Exercise requirements: Could you reproduce the rows starting at the line containing "Category: stucco wall" and ending at the line containing "pixel 76 334", substituting "plaster wall" for "stucco wall" and leaving everything else unchanged?

Dataset rows:
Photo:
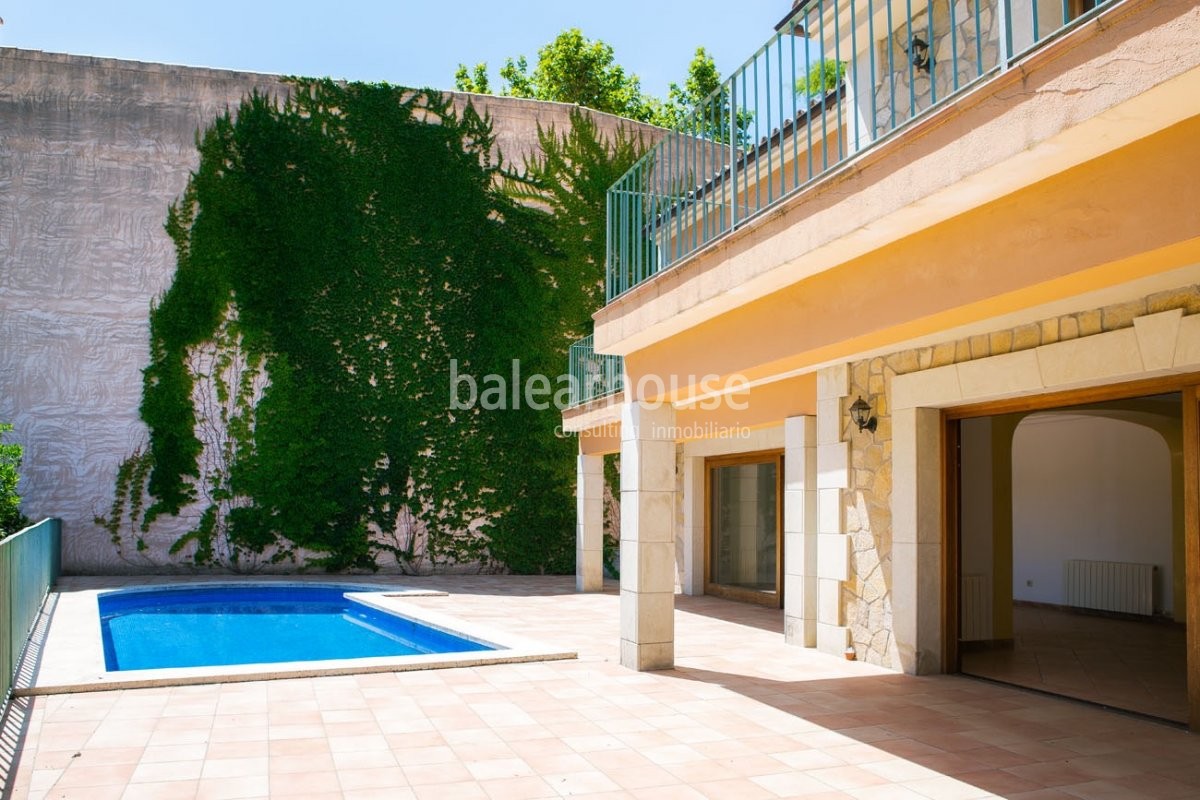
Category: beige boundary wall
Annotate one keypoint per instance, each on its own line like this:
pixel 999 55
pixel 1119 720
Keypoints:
pixel 892 505
pixel 91 154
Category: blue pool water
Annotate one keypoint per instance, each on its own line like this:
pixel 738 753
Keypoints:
pixel 256 624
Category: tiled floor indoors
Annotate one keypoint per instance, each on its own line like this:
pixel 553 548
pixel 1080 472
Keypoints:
pixel 1133 665
pixel 742 716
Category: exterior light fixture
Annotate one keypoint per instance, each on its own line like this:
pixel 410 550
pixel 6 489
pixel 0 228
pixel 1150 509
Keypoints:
pixel 918 50
pixel 861 413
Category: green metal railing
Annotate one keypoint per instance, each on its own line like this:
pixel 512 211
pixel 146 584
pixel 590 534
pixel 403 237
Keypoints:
pixel 29 565
pixel 594 374
pixel 837 78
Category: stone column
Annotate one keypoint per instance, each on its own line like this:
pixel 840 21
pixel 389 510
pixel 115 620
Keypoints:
pixel 589 523
pixel 917 539
pixel 833 479
pixel 647 536
pixel 801 530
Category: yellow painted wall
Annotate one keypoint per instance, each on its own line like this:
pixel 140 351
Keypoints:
pixel 1131 214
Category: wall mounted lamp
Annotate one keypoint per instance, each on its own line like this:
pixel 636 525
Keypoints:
pixel 861 413
pixel 918 50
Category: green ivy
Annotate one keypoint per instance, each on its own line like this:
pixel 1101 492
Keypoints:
pixel 11 518
pixel 335 252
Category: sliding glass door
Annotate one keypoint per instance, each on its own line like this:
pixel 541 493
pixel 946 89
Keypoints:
pixel 744 527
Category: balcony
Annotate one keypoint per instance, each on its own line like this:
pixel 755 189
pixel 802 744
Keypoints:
pixel 593 374
pixel 835 79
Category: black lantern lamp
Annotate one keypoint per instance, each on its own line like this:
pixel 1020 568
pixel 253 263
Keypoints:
pixel 861 413
pixel 918 50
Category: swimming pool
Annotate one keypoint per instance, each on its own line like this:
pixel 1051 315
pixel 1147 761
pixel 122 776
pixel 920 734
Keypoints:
pixel 246 624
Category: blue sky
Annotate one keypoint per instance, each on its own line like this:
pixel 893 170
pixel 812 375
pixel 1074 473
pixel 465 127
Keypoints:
pixel 401 42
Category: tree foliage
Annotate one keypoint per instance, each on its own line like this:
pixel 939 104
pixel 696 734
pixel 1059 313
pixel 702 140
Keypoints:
pixel 574 68
pixel 336 254
pixel 701 83
pixel 11 519
pixel 823 77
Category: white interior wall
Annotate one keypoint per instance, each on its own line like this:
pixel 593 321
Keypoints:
pixel 1087 487
pixel 976 495
pixel 690 543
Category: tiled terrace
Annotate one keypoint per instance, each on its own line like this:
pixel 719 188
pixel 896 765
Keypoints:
pixel 742 716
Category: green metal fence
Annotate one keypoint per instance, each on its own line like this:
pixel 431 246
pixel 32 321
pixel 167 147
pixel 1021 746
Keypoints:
pixel 29 564
pixel 838 77
pixel 594 374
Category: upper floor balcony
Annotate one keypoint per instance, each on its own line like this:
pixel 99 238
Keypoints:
pixel 837 79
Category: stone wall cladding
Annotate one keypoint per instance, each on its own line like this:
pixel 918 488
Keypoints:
pixel 910 88
pixel 91 154
pixel 868 515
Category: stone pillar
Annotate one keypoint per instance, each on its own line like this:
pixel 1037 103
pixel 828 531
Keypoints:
pixel 833 479
pixel 647 536
pixel 693 582
pixel 917 537
pixel 801 530
pixel 589 523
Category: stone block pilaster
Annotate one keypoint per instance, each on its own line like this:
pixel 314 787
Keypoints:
pixel 647 536
pixel 801 530
pixel 832 545
pixel 589 523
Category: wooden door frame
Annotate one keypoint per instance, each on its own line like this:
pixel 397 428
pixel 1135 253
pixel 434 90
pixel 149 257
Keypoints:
pixel 769 599
pixel 1188 385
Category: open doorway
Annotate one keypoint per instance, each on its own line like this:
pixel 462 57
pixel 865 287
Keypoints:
pixel 743 527
pixel 1071 552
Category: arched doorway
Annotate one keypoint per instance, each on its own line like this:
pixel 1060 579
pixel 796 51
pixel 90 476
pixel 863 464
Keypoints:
pixel 1071 552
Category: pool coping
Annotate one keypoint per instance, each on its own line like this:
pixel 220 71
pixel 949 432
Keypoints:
pixel 69 656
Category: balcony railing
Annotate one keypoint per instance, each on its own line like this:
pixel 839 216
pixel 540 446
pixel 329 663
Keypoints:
pixel 594 374
pixel 837 78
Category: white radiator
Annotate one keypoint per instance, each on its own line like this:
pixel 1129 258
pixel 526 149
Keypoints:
pixel 976 615
pixel 1110 585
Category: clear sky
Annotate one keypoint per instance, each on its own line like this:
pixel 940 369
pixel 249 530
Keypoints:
pixel 406 42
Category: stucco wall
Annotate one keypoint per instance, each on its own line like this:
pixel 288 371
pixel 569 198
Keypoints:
pixel 91 154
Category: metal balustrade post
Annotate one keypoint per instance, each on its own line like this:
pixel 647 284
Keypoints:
pixel 1005 23
pixel 733 152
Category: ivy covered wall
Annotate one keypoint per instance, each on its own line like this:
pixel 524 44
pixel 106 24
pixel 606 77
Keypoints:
pixel 76 334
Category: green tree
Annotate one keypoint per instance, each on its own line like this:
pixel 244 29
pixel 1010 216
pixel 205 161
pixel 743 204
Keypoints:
pixel 348 246
pixel 474 80
pixel 701 83
pixel 574 68
pixel 11 519
pixel 823 77
pixel 571 179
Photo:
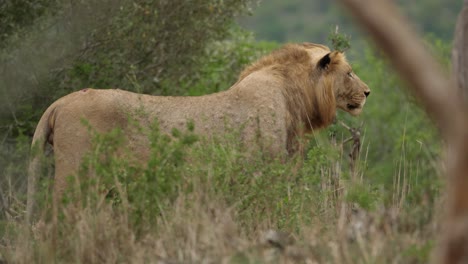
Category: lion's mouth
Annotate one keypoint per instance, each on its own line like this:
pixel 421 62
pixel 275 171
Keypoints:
pixel 353 106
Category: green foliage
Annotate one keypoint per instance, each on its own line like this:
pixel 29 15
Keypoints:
pixel 340 42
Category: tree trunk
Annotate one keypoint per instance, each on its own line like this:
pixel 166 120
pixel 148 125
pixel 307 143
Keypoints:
pixel 459 54
pixel 442 102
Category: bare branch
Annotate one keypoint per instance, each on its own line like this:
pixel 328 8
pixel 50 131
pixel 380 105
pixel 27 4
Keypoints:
pixel 440 99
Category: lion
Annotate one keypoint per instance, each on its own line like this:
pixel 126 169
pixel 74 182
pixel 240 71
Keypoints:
pixel 276 100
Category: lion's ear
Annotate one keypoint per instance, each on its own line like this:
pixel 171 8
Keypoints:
pixel 324 61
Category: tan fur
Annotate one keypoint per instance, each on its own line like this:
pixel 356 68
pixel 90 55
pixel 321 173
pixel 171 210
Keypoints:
pixel 277 99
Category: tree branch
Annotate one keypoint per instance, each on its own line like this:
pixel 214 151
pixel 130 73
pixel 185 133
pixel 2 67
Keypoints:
pixel 440 99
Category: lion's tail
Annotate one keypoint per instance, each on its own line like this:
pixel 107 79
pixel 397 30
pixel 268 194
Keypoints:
pixel 43 135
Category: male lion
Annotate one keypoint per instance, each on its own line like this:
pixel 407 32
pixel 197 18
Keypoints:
pixel 276 100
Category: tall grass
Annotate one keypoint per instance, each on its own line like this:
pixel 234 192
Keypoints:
pixel 206 201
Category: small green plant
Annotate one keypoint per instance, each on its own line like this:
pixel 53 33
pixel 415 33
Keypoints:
pixel 339 42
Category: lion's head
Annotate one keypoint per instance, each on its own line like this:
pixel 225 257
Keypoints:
pixel 350 92
pixel 315 82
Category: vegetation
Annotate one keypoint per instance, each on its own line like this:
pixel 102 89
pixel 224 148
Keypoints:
pixel 201 201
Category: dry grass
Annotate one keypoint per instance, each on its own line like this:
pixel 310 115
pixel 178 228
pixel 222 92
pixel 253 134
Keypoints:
pixel 228 210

Completed task:
Category: plaster wall
Annotate one keypoint per instance, each on its own line like this:
pixel 288 371
pixel 569 198
Keypoints:
pixel 91 154
Category: metal balustrade post
Annotate one keypoint per instance, each on its own line like this:
pixel 647 284
Keypoints:
pixel 1005 23
pixel 733 152
Category: ivy covered wall
Annotate one keypoint per instance, each on its own line like this:
pixel 524 44
pixel 106 24
pixel 606 77
Keypoints:
pixel 76 334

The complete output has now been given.